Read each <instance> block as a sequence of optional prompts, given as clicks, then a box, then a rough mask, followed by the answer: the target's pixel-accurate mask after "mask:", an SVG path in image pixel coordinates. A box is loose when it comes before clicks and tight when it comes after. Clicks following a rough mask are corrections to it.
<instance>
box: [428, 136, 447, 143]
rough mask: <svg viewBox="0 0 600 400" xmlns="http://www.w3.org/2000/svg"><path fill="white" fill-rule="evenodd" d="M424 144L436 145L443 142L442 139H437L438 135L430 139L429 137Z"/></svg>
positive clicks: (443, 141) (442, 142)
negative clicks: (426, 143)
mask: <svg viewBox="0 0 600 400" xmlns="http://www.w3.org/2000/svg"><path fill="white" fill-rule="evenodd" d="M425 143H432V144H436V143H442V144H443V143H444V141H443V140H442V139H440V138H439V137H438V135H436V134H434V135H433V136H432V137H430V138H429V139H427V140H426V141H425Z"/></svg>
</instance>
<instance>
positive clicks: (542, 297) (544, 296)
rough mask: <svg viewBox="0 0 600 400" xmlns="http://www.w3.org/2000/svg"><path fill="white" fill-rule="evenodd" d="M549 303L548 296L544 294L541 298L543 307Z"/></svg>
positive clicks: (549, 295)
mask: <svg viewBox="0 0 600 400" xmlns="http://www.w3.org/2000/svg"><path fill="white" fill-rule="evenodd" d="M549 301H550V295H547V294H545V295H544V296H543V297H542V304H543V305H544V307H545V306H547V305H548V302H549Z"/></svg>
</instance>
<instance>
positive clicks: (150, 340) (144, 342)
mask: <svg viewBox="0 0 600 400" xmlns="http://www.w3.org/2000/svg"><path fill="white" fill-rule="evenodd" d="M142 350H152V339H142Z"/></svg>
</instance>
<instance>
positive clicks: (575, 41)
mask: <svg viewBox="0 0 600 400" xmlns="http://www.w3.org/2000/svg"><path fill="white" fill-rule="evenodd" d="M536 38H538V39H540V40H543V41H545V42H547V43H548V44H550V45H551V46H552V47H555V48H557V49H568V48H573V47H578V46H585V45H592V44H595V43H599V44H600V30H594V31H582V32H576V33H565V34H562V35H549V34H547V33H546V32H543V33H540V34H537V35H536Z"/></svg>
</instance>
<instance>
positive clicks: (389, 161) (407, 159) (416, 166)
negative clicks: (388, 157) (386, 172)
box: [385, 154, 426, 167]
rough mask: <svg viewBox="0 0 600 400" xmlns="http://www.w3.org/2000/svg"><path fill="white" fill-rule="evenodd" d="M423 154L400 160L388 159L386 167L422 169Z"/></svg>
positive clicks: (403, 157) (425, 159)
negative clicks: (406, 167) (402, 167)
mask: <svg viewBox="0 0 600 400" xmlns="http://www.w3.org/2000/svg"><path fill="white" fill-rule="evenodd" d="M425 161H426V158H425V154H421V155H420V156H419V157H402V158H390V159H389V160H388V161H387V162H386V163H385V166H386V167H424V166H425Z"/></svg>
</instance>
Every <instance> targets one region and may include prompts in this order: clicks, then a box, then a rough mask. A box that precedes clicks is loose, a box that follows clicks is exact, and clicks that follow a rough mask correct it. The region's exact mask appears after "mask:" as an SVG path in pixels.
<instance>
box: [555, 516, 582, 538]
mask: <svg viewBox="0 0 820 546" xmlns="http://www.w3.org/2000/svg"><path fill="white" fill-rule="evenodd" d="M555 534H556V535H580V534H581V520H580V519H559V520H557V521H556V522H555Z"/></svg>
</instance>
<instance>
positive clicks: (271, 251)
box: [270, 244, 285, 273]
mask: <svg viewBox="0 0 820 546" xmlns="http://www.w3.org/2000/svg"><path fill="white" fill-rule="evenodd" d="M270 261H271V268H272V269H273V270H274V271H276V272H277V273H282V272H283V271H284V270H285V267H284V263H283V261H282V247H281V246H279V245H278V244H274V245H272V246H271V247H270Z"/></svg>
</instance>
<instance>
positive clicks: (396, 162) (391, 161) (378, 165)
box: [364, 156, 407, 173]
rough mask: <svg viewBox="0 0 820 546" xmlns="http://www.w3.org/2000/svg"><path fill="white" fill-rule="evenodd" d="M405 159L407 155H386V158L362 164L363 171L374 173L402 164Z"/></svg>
+ + + + + + +
**EXERCISE AIM**
Transcribe the entries above word for word, from the first line through the line containing "positive clicks: (542, 297) (544, 296)", and nothing else.

**TASK SOLUTION**
Read each <instance> block as a sequence of optional prompts, given as clicks, then a box, then a rough mask, followed by the answer: the target's pixel-accurate mask after "mask:", an SVG path in image pixel coordinates. A box is loose when it comes before clicks and tight when it comes after. Clicks following a rough mask are corrections to it.
<instance>
box: [428, 136, 447, 143]
rough mask: <svg viewBox="0 0 600 400" xmlns="http://www.w3.org/2000/svg"><path fill="white" fill-rule="evenodd" d="M424 144L436 145L443 142L442 139H437L438 135L430 139L429 137Z"/></svg>
positive clicks: (443, 141) (442, 142)
negative clicks: (426, 143)
mask: <svg viewBox="0 0 600 400" xmlns="http://www.w3.org/2000/svg"><path fill="white" fill-rule="evenodd" d="M425 143H432V144H436V143H442V144H443V143H444V141H443V140H442V139H440V138H439V137H438V135H436V134H434V135H433V136H432V137H430V138H429V139H427V140H426V141H425Z"/></svg>
</instance>
<instance>
positive clicks: (542, 297) (544, 296)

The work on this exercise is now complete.